• _HOW TO COMPLETE THIS TASK_: Set the data down again, word for word, as it appears below.
━━━ INFORMATION PROVIDED
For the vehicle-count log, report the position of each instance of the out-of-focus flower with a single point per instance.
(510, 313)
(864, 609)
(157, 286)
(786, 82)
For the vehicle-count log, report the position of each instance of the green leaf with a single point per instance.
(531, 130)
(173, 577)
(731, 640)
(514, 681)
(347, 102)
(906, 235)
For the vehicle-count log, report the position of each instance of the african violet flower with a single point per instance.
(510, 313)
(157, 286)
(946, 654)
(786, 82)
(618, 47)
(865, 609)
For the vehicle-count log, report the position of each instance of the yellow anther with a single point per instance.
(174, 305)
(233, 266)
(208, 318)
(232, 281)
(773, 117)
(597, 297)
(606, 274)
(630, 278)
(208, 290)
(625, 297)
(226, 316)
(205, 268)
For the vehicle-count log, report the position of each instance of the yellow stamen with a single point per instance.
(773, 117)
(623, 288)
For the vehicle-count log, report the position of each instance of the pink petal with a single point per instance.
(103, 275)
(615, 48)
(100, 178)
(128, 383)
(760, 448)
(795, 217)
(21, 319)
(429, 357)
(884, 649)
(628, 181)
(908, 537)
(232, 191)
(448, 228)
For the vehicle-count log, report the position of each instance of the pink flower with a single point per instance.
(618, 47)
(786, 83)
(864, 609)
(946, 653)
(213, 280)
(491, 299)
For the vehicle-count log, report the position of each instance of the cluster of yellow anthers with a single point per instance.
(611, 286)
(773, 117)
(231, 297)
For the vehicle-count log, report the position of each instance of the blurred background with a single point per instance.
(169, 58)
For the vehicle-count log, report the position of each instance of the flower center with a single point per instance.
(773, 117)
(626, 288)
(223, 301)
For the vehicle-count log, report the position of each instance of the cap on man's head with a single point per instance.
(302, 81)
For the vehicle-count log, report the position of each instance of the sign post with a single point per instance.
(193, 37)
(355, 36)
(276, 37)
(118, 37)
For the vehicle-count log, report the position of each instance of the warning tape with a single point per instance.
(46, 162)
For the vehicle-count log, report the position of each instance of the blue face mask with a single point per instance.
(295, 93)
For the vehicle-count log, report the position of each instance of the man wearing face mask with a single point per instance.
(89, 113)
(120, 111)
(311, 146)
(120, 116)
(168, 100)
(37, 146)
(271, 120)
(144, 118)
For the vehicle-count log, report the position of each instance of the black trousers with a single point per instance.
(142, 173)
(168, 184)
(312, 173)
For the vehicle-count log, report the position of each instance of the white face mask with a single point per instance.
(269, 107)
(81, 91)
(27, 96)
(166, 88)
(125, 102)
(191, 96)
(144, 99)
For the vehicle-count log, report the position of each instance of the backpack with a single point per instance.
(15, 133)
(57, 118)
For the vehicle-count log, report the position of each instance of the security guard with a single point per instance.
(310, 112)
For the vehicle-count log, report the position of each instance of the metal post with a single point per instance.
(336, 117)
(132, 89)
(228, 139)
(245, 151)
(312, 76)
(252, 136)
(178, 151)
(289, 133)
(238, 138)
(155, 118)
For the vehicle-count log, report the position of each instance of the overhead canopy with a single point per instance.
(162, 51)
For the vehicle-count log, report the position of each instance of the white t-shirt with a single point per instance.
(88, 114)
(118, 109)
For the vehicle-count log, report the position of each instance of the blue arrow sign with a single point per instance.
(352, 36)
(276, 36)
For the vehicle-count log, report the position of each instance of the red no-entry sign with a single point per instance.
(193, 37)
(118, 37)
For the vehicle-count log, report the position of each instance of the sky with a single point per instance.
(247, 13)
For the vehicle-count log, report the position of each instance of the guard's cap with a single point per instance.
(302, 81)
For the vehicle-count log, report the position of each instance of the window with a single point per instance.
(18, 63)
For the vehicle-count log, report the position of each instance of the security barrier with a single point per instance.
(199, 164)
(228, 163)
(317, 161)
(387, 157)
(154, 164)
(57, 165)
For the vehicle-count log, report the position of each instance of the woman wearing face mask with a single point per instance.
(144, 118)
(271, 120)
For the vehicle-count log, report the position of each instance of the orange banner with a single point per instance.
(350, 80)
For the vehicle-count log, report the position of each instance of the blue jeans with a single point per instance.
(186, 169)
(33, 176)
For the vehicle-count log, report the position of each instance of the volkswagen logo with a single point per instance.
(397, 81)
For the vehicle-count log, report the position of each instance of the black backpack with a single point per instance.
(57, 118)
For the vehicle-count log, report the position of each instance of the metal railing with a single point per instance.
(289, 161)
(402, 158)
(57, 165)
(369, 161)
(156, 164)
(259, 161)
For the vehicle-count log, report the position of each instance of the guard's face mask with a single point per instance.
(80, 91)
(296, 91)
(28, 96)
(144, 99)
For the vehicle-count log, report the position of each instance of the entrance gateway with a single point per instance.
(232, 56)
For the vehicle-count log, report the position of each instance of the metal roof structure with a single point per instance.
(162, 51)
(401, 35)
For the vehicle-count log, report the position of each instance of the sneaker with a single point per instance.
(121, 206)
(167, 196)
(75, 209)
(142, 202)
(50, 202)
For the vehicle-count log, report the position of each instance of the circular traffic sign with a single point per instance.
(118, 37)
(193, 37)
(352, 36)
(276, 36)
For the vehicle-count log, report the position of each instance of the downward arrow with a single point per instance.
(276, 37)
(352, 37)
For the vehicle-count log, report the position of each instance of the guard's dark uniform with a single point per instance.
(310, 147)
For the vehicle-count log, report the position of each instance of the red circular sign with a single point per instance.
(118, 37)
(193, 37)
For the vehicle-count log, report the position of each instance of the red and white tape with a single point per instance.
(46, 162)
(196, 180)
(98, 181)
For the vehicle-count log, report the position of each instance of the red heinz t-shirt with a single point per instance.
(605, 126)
━━━━━━
• _WRITTEN REPLY_:
For the vehicle-count log, report the position of each instance of the out-of-focus flower with a single point per instance.
(510, 313)
(864, 609)
(157, 286)
(786, 82)
For the vehicle-count log, report the position of each instance of the green leaf with a single point per instance.
(531, 130)
(173, 577)
(731, 640)
(514, 681)
(347, 102)
(906, 235)
For the vehicle-count log, report the position of each instance of the african violet flower with a single point per instance.
(510, 313)
(157, 286)
(946, 654)
(786, 82)
(618, 47)
(865, 609)
For the vehicle-count log, report the position of each instance of the yellow anther with a single point per instance.
(174, 305)
(233, 266)
(208, 318)
(232, 281)
(773, 117)
(597, 297)
(606, 274)
(630, 278)
(208, 290)
(625, 297)
(226, 316)
(205, 268)
For the vehicle-count log, report the position of each instance of the yellow stamen with a single point per instance.
(773, 117)
(623, 288)
For the vehicle-count log, report the position of each instance of the pink petal with a single point per instance.
(103, 275)
(615, 48)
(100, 178)
(128, 383)
(760, 448)
(795, 217)
(21, 319)
(429, 357)
(884, 649)
(628, 181)
(908, 537)
(232, 191)
(448, 228)
For the vehicle-count log, report the position of each instance of the pink flower with a single point per instance.
(618, 47)
(786, 83)
(864, 609)
(946, 653)
(213, 280)
(491, 299)
For the vehicle-count log, report the position of each instance of the cluster of yellow anthers with a single point per instance.
(611, 286)
(773, 117)
(231, 297)
For the vehicle-count log, report the position of each instance of the blurred background with a single point per instance.
(169, 58)
For the vehicle-count log, report the position of each instance of the flower center with a single point per instance.
(773, 117)
(626, 288)
(223, 301)
For the vehicle-count log, report the position of each instance of the cap on man's head with a single point per instance.
(302, 81)
For the vehicle-count log, report the position of each instance of the sign post with a single point per instance.
(193, 37)
(355, 36)
(276, 37)
(118, 37)
For the vehicle-count log, report the position of each instance of the warning tape with a single point per instance.
(46, 162)
For the vehicle-count log, report the position of each instance of the blue face mask with a single point per instance.
(295, 93)
For the vehicle-count log, report the position of each instance of the man wearing face mask with a single point per instance.
(89, 113)
(120, 111)
(311, 146)
(120, 116)
(168, 100)
(37, 146)
(271, 120)
(144, 118)
For the vehicle-count log, report the position of each instance of the black trousers with a single point per instance.
(142, 173)
(168, 184)
(312, 173)
For the vehicle-count log, report the position of each instance of the white face mask with a single point per instance.
(269, 107)
(81, 91)
(27, 96)
(166, 88)
(125, 102)
(191, 96)
(144, 99)
For the vehicle-count log, report the position of each instance of the backpack with a single point per instance.
(15, 133)
(57, 118)
For the vehicle-count log, report the position of each instance of the security guard with a single point per instance.
(310, 112)
For the vehicle-count log, report the position of each instance of the metal post with a single point per instance.
(336, 117)
(132, 89)
(228, 139)
(245, 151)
(312, 76)
(252, 136)
(178, 151)
(289, 133)
(238, 138)
(155, 118)
For the vehicle-count log, report the position of each instance of the overhead canopy with a single point per instance.
(162, 51)
For the vehicle-count log, report the position of each instance of the white t-shirt with a single point per instance.
(88, 114)
(118, 109)
For the vehicle-count log, report the position of each instance of the blue arrow sign with a single point per instance.
(352, 36)
(276, 36)
For the vehicle-count log, report the position of each instance of the red no-entry sign with a single point per instance.
(193, 37)
(118, 37)
For the vehicle-count log, report the position of each instance of the sky with a single point per instance.
(247, 13)
For the vehicle-count log, report the position of each instance of the guard's cap with a single point per instance.
(302, 81)
For the vehicle-count log, report the position of each instance of the window with a single point per instance.
(18, 63)
For the vehicle-count log, report the position of each instance of the security barrier with a single point per instance.
(199, 164)
(228, 163)
(317, 161)
(387, 157)
(154, 164)
(57, 165)
For the vehicle-count log, report the position of each instance of the woman wearing face mask with a single point per instance.
(144, 118)
(271, 120)
For the vehicle-count log, report the position of each instance of the orange banner with a single point per instance.
(350, 80)
For the vehicle-count log, report the position of each instance of the blue jeans with a single point per instance.
(186, 169)
(33, 176)
For the vehicle-count log, report the position of each instance of the volkswagen logo with a single point per instance.
(397, 81)
For the vehicle-count log, report the position of each instance of the black backpack with a single point per instance.
(57, 118)
For the vehicle-count log, report the position of each instance of the metal railing with a single point per instance.
(289, 161)
(402, 158)
(57, 165)
(369, 161)
(156, 164)
(259, 161)
For the vehicle-count log, report the position of each instance of the guard's face mask with a single point per instance.
(80, 91)
(296, 91)
(28, 96)
(144, 99)
For the vehicle-count log, report the position of each instance of the entrance gateway with a single point per instance.
(232, 56)
For the vehicle-count log, report the position of each instance of the metal roof structure with a single point per instance.
(162, 51)
(401, 35)
For the vehicle-count log, report the position of each instance of the sneaker with a single point per instance.
(121, 206)
(167, 196)
(75, 209)
(142, 202)
(50, 202)
For the vehicle-count log, report the position of each instance of the circular traffic sign with a single point per instance.
(118, 37)
(193, 37)
(352, 36)
(276, 36)
For the vehicle-count log, report the position of each instance of the downward arrow with a single point per instance.
(276, 37)
(352, 37)
For the vehicle-count log, report the position of each instance of the guard's dark uniform with a single point per instance.
(310, 147)
For the vehicle-count log, report the position of each instance of the red circular sign with a single point per instance.
(118, 37)
(193, 37)
For the vehicle-count log, report the position of each instance of the red and white tape with a single point per instance.
(46, 162)
(196, 180)
(98, 181)
For the vehicle-count log, report the position of each instance of the red heinz t-shirt with a single point per instance.
(605, 126)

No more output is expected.